WORK TO BE COMPLETED
Which lines of the listing below contain the word "pants"? Pick out each one and copy it.
════════════════
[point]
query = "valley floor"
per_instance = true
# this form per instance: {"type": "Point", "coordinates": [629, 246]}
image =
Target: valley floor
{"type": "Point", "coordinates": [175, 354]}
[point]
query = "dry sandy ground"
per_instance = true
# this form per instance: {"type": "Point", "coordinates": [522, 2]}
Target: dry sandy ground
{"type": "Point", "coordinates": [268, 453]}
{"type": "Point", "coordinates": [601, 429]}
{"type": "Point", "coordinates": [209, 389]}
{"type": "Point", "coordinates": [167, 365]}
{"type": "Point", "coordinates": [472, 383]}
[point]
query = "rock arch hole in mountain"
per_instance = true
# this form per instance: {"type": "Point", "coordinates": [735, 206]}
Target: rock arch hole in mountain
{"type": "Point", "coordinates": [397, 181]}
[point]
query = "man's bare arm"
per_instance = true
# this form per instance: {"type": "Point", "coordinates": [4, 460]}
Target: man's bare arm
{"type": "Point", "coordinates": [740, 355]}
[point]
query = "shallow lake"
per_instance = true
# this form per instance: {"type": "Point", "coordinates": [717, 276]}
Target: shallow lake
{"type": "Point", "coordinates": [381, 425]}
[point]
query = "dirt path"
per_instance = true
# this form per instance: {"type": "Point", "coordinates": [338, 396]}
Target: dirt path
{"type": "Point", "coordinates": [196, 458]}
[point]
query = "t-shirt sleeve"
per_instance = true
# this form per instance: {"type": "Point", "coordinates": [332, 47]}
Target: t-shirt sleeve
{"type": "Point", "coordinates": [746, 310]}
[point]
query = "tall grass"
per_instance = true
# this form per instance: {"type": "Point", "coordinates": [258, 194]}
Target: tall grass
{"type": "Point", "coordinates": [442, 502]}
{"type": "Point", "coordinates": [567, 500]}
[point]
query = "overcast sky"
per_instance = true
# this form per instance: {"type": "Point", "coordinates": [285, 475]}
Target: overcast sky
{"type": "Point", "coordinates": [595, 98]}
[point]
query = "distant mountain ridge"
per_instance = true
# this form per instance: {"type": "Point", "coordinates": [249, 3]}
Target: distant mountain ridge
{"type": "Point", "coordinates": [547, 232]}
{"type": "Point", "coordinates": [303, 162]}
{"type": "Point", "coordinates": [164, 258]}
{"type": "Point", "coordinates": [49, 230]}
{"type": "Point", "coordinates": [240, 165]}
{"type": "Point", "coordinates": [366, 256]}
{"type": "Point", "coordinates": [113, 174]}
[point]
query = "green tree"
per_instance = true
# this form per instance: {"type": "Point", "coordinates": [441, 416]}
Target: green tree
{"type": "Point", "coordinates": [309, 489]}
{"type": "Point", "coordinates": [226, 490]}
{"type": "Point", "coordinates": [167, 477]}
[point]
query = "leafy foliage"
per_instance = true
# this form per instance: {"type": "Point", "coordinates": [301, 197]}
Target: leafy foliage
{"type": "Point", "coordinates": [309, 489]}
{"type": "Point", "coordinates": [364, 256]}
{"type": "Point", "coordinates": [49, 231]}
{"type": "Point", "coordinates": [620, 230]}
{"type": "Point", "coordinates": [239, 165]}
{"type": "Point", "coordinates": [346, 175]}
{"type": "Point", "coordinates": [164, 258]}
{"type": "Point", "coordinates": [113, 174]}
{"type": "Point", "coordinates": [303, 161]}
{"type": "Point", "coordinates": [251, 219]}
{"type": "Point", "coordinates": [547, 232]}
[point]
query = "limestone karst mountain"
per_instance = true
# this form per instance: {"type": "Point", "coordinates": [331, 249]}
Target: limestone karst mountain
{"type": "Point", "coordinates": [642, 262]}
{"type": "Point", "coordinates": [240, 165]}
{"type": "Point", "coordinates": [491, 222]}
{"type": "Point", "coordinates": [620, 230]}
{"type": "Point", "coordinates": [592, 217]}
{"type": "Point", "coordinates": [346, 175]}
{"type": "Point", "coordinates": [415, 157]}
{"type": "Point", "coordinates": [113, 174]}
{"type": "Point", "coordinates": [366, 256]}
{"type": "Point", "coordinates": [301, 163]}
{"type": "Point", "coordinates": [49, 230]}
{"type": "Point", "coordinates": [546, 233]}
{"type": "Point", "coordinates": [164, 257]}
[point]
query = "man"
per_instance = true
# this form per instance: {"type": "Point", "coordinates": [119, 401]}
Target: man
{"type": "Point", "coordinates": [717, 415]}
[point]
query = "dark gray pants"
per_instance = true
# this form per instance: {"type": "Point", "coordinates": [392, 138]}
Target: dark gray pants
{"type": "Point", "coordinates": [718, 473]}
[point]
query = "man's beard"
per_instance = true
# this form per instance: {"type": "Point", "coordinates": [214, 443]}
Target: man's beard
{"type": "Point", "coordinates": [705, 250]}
════════════════
ANSWER TO THIS EXERCISE
query = "dark gray pants"
Target: dark gray pants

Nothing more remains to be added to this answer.